▶ **WHAT YOU ARE ASKED TO DO**
Please change every "provided" in the records below to "given" and leave everything else unchanged.

»»

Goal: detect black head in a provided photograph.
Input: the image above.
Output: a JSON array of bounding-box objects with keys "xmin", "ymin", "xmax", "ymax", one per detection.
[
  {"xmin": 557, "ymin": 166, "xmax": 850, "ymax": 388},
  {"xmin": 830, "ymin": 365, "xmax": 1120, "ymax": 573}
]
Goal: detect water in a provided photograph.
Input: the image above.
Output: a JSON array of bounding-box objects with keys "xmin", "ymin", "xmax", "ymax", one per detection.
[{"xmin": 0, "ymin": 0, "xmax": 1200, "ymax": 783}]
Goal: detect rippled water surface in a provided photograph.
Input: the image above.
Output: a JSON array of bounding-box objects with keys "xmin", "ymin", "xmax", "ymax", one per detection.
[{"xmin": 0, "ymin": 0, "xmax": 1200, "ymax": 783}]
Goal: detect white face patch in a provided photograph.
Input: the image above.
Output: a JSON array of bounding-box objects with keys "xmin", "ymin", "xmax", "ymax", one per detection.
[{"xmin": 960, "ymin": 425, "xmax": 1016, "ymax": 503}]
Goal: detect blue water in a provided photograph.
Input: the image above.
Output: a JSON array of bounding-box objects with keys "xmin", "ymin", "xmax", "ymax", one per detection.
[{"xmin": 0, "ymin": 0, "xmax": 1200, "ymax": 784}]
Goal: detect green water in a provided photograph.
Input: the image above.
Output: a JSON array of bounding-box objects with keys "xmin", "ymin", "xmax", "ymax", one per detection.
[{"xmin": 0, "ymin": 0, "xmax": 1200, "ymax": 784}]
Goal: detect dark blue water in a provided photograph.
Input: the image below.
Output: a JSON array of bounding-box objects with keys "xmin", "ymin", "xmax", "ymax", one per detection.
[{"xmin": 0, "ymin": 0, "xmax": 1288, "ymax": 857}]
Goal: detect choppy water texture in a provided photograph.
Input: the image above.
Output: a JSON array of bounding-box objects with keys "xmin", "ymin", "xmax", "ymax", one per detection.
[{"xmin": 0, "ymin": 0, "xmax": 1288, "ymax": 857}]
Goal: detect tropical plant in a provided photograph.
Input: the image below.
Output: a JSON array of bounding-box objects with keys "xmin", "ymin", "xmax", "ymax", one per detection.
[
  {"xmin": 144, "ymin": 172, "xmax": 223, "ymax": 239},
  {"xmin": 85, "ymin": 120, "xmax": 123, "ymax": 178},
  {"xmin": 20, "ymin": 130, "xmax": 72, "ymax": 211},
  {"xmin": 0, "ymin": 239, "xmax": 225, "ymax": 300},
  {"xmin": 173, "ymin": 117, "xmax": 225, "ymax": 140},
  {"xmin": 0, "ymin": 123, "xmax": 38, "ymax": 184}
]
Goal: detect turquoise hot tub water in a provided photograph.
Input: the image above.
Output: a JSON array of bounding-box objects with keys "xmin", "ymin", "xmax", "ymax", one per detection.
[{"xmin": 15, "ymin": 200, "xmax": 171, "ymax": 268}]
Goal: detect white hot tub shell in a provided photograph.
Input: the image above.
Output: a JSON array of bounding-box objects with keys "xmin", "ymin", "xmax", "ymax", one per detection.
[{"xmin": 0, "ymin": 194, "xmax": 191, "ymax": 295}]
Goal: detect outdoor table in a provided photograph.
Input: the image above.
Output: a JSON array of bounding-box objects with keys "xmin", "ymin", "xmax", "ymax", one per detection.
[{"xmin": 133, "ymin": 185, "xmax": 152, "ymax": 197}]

««

▶ **ANSWER TO THIS PROBLEM**
Goal: detect black head in a given photograph.
Input: the image above.
Output: a JSON array of bounding-box objects with keys "xmin", "ymin", "xmax", "ymax", one per detection.
[
  {"xmin": 557, "ymin": 166, "xmax": 850, "ymax": 388},
  {"xmin": 830, "ymin": 365, "xmax": 1120, "ymax": 573}
]
Goal: detect water in a given photograph.
Input: the image above.
Output: a JSON array of bounding-box objects with keys "xmin", "ymin", "xmax", "ymax", one per detection.
[{"xmin": 0, "ymin": 0, "xmax": 1200, "ymax": 783}]
Goal: detect rippled water surface in a given photograph.
Input: the image above.
Output: a JSON array of bounding-box objects with keys "xmin", "ymin", "xmax", "ymax", one per detection.
[{"xmin": 0, "ymin": 0, "xmax": 1200, "ymax": 783}]
Goal: detect white face patch in a given photograph.
Input: the image above.
Output: a JSON array of bounding-box objects with keys "xmin", "ymin", "xmax", "ymax", one per detection.
[{"xmin": 960, "ymin": 425, "xmax": 1016, "ymax": 503}]
Goal: detect blue water in a given photograph.
Input: the image above.
Output: a JSON array of bounding-box objects with keys "xmin", "ymin", "xmax", "ymax", one per detection.
[{"xmin": 0, "ymin": 0, "xmax": 1200, "ymax": 784}]
Goal: detect green water in a given photograph.
Input: the image above.
Output: a JSON array of bounding-box objects with keys "xmin", "ymin", "xmax", "ymax", one per detection.
[{"xmin": 0, "ymin": 0, "xmax": 1200, "ymax": 784}]
Goal: detect dark blue water in a given photograph.
Input: the image below.
Output: a JSON array of bounding-box objects with keys "xmin", "ymin", "xmax", "ymax", one per detection.
[{"xmin": 0, "ymin": 0, "xmax": 1288, "ymax": 857}]
Goal: detect choppy water texture in a given photograph.
Input: the image above.
Output: a JSON array of bounding-box objects with keys "xmin", "ymin", "xmax", "ymax", one per detection.
[{"xmin": 0, "ymin": 0, "xmax": 1288, "ymax": 857}]
Goal: detect tropical plant in a given photograph.
Input: the image below.
Output: a JSON array of bounding-box objects with keys "xmin", "ymin", "xmax", "ymax", one per detection.
[
  {"xmin": 144, "ymin": 172, "xmax": 223, "ymax": 239},
  {"xmin": 85, "ymin": 120, "xmax": 123, "ymax": 178},
  {"xmin": 20, "ymin": 130, "xmax": 72, "ymax": 211},
  {"xmin": 0, "ymin": 239, "xmax": 225, "ymax": 300},
  {"xmin": 173, "ymin": 117, "xmax": 225, "ymax": 140},
  {"xmin": 0, "ymin": 123, "xmax": 38, "ymax": 184}
]
Goal: detect turquoise hot tub water in a given photograph.
Input: the image above.
Output: a JSON array of bounding-box objects with keys "xmin", "ymin", "xmax", "ymax", one per detection.
[{"xmin": 15, "ymin": 200, "xmax": 171, "ymax": 268}]
Goal: detect white hot tub shell in a given photograph.
Input: the image above.
Output: a JSON array of bounding-box objects with keys "xmin", "ymin", "xmax", "ymax", one per detection.
[{"xmin": 0, "ymin": 194, "xmax": 191, "ymax": 295}]
Goal: detect outdoor table in a given photograph.
Input: the image above.
Output: a JSON array of bounding-box objects with keys "xmin", "ymin", "xmax", "ymax", one per detection.
[{"xmin": 133, "ymin": 185, "xmax": 152, "ymax": 197}]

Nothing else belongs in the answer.